问题描述 ▸ 把下面所有条目一字不改地重新打一遍。

数据展示 ▸
..............................
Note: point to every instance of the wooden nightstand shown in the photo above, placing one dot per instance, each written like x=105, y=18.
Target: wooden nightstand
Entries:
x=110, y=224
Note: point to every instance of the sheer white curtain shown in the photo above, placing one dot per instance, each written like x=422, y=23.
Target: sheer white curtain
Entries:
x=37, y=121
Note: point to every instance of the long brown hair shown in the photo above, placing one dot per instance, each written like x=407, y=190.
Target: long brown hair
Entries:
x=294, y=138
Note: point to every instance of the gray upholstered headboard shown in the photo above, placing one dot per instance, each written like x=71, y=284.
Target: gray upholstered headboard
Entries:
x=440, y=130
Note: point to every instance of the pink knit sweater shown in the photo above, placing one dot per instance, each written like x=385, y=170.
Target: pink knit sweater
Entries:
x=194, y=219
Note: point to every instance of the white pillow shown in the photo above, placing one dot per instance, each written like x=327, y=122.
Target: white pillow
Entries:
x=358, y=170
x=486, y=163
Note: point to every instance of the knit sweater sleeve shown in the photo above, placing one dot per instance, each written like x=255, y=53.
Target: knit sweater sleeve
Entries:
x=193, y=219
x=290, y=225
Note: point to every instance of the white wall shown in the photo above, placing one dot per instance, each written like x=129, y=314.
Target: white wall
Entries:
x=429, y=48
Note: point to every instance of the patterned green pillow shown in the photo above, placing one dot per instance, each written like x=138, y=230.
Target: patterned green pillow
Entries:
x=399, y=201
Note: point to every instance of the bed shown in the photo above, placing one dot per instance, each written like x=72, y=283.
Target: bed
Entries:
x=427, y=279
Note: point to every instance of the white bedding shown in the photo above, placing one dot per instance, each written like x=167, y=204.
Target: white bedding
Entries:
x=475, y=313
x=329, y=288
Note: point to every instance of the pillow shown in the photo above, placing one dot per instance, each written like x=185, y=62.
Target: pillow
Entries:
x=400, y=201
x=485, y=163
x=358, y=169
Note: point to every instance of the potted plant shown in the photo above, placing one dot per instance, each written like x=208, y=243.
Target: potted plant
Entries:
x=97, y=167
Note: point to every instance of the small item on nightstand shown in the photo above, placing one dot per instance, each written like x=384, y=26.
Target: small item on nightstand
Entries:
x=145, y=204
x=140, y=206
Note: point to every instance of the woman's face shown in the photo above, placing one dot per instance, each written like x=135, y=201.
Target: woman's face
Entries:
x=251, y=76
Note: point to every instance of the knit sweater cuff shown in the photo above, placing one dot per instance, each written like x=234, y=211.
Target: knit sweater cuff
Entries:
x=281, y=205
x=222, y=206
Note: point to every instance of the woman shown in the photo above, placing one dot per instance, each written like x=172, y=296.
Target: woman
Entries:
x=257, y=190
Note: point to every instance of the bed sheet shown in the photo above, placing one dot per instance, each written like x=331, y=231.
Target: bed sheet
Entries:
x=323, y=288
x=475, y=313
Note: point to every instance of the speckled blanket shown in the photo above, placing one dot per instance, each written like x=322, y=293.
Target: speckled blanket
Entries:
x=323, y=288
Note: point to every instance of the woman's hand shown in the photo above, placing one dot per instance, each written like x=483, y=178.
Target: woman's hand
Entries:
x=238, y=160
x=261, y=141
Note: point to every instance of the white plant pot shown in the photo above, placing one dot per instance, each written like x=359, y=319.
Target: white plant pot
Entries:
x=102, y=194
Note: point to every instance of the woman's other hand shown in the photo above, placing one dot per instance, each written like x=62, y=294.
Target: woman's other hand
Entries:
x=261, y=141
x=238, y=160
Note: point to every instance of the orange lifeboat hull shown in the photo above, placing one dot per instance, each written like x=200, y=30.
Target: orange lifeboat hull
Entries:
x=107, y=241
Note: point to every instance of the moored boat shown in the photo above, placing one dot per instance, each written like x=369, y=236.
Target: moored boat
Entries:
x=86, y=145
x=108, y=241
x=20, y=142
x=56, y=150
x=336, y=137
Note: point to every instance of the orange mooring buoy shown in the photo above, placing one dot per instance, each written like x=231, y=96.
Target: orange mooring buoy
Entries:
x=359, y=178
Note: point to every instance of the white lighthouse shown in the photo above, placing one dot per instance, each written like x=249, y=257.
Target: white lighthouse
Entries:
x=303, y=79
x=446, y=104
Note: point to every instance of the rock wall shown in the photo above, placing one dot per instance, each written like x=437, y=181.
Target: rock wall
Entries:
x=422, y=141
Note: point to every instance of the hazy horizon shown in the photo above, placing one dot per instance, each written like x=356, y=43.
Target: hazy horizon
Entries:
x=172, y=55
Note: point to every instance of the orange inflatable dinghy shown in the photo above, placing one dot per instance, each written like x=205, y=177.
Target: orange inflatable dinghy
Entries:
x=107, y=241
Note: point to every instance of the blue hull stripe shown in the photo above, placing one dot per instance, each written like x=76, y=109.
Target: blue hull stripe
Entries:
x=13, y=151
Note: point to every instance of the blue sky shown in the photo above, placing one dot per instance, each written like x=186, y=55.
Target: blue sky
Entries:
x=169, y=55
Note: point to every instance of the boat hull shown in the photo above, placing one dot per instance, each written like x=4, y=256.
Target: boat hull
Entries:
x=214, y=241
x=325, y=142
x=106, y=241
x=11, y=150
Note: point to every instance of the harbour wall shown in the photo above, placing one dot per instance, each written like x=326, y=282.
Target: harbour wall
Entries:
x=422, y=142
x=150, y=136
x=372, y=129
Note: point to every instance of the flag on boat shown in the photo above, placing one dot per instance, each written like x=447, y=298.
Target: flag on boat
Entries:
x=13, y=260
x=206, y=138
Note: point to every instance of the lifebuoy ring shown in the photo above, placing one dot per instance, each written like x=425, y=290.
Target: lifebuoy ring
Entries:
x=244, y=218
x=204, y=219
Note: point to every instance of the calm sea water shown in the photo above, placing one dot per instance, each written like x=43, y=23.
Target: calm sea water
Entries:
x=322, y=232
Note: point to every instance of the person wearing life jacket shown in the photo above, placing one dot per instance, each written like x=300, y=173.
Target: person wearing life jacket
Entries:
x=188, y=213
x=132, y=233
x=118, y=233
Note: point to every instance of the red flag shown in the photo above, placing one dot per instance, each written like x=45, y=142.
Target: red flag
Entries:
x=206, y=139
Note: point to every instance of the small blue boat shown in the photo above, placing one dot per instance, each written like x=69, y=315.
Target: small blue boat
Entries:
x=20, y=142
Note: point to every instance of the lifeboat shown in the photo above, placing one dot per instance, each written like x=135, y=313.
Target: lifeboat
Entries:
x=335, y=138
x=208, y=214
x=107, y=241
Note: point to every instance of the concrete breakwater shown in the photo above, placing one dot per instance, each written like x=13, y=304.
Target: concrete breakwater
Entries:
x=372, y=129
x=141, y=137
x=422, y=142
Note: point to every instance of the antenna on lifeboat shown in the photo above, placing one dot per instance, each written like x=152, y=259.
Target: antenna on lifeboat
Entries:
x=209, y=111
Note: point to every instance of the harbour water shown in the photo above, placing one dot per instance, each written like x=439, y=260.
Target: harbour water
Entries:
..............................
任务输出 ▸
Note: point to every instance of the wooden nightstand shown in the photo above, placing one dot per instance, each written like x=105, y=18.
Target: wooden nightstand
Entries:
x=110, y=224
Note: point to every instance of the sheer white curtain shown in the photo above, placing one dot per instance, each written like x=422, y=23.
Target: sheer white curtain
Entries:
x=37, y=121
Note: point to every instance of the long brown hair shown in the photo above, placing one dot per instance, each written like x=407, y=190.
Target: long brown hair
Entries:
x=294, y=138
Note: point to every instance of the gray upholstered headboard shown in the photo above, placing one dot per instance, each written like x=71, y=284.
Target: gray upholstered headboard
Entries:
x=440, y=130
Note: point to every instance of the pink knit sweater shown in the photo above, placing one dot per instance, each written like x=385, y=170.
Target: pink knit sweater
Entries:
x=194, y=219
Note: point to every instance of the white pillow shown in the photo above, placing one dot per instance, each written like x=327, y=122.
Target: white pillow
Entries:
x=358, y=170
x=486, y=163
Note: point to every instance of the knit sweater sleeve shown in the photo above, placing one dot per instance, each written like x=255, y=53.
Target: knit sweater sleeve
Entries:
x=193, y=219
x=290, y=225
Note: point to every instance of the white wall shown in the photo above, placing one dot per instance, each written like x=129, y=314.
Target: white wall
Entries:
x=429, y=48
Note: point to every instance of the patterned green pillow shown in the photo above, placing one dot per instance, each written like x=138, y=230.
Target: patterned green pillow
Entries:
x=399, y=201
Note: point to every instance of the bed shown in the photo above, placing one dot per instance, each written like x=72, y=283.
Target: bed
Entries:
x=427, y=279
Note: point to every instance of the white bedding shown in the photo above, placing one dot per instance, each written like x=167, y=204.
Target: white bedding
Entries:
x=475, y=313
x=329, y=288
Note: point to every instance of the pillow shown in the photo above, placing one dot per instance, each written like x=185, y=62.
Target: pillow
Entries:
x=400, y=201
x=485, y=163
x=358, y=169
Note: point to every instance of the potted plant shown in the photo above, placing one dot per instance, each written like x=208, y=243.
Target: potted plant
Entries:
x=97, y=167
Note: point to every instance of the small item on nightstand shown in the photo above, placing one dot per instance, each written like x=384, y=26.
Target: small item on nightstand
Entries:
x=145, y=204
x=140, y=206
Note: point to every instance of the woman's face shown in the photo above, placing one dot per instance, each written like x=135, y=201.
Target: woman's face
Entries:
x=251, y=76
Note: point to every instance of the knit sweater cuff shown in the photo above, placing one dot per instance, each written like x=234, y=211.
Target: knit sweater cuff
Entries:
x=281, y=205
x=222, y=206
Note: point to every instance of the woman shown in the photo above, placing one dot per instance, each written like x=172, y=296.
Target: woman
Entries:
x=257, y=190
Note: point to every instance of the bed sheet shown in the photo above, placing one dot per instance, each written like x=331, y=231.
Target: bed sheet
Entries:
x=323, y=288
x=475, y=313
Note: point to every instance of the speckled blanket shown in the photo above, placing one dot per instance, each written like x=322, y=293.
Target: speckled blanket
Entries:
x=323, y=288
Note: point to every instance of the woman's hand shown in the photo above, placing one dot per instance, each written like x=483, y=178.
Target: woman's hand
Entries:
x=238, y=160
x=261, y=141
Note: point to every instance of the white plant pot shown in the photo above, placing one dot per instance, each written like x=359, y=319.
Target: white plant pot
Entries:
x=102, y=194
Note: point to every instance of the woman's other hand shown in the photo above, placing one dot per instance, each written like x=62, y=294.
Target: woman's other hand
Entries:
x=261, y=141
x=238, y=160
Note: point to every instance of the orange lifeboat hull shown in the photo above, placing one dot per instance, each written like x=200, y=30.
Target: orange lifeboat hull
Entries:
x=107, y=241
Note: point to every instance of the moored boat shown in the photo above, placing one dot per instance, each written like x=369, y=236.
Target: moored boat
Entries:
x=86, y=145
x=108, y=241
x=20, y=142
x=56, y=150
x=336, y=137
Note: point to every instance of the orange mooring buoy shown in the photo above, placing one dot per instance, each written like x=231, y=96.
Target: orange mooring buoy
Entries:
x=359, y=178
Note: point to every instance of the white lighthouse shown in the photo above, placing one dot per instance, each written like x=249, y=257.
Target: white lighthouse
Entries:
x=303, y=79
x=446, y=104
Note: point to every instance of the rock wall shown in the photo above, placing one dot per instance, each written like x=437, y=181.
Target: rock wall
Entries:
x=422, y=141
Note: point to every instance of the hazy horizon shown in the photo above, placing one dot per instance, each written like x=356, y=43.
Target: hazy horizon
Entries:
x=172, y=55
Note: point to every instance of the orange inflatable dinghy shown in the photo above, placing one dot per instance, each written like x=205, y=177.
Target: orange inflatable dinghy
Entries:
x=107, y=241
Note: point to every instance of the blue hull stripe shown in the photo above, placing one dot per instance, each written like x=76, y=109.
Target: blue hull stripe
Entries:
x=13, y=151
Note: point to every instance of the blue sky shown in the photo above, placing one dot per instance, each written like x=186, y=55.
Target: blue sky
Entries:
x=169, y=55
Note: point to every instance of the boat hull shown in the photo above, placing one dot per instance, each written like x=4, y=256.
Target: boat hull
Entries:
x=214, y=241
x=325, y=142
x=106, y=241
x=11, y=150
Note: point to every instance of the harbour wall shown in the photo above, placing one dot per instance, each written like x=326, y=282.
Target: harbour wall
Entries:
x=422, y=142
x=150, y=136
x=372, y=129
Note: point to every instance of the flag on boat shown in the photo above, placing one dot per instance, each written like x=447, y=298.
Target: flag on boat
Entries:
x=13, y=260
x=206, y=138
Note: point to every instance of the lifebuoy ring shown in the photo above, placing one dot per instance, each written like x=425, y=290.
Target: lifebuoy ring
Entries:
x=244, y=218
x=204, y=219
Note: point to every instance of the calm sea water shown in the photo above, placing one dot per instance, each written like x=43, y=23.
Target: calm sea water
Entries:
x=322, y=232
Note: point to every instance of the person wearing life jacket shown in the photo above, placing one dot per instance, each written like x=300, y=173.
Target: person wearing life jacket
Entries:
x=188, y=213
x=132, y=233
x=118, y=233
Note: point to every instance of the red flag shown in the photo above, placing one dot per instance, each written like x=45, y=142.
Target: red flag
Entries:
x=206, y=139
Note: point to every instance of the small blue boat shown in the photo above, placing one dot per instance, each written like x=69, y=315.
Target: small blue boat
Entries:
x=20, y=142
Note: point to every instance of the lifeboat shown in the photo above, placing one dot per instance, each written like x=135, y=313.
Target: lifeboat
Entries:
x=335, y=138
x=208, y=214
x=107, y=241
Note: point to every instance of the concrete breakwater shown in the photo above, placing one dot per instance, each written like x=13, y=304.
Target: concrete breakwater
Entries:
x=372, y=129
x=141, y=137
x=422, y=142
Note: point to every instance of the antenna on lifeboat shown in the photo above, placing one dot per instance, each written like x=152, y=259.
Target: antenna on lifeboat
Entries:
x=209, y=111
Note: point to every instance of the harbour water shown in the photo above, placing one dot per instance, each written like x=439, y=260.
Target: harbour water
Entries:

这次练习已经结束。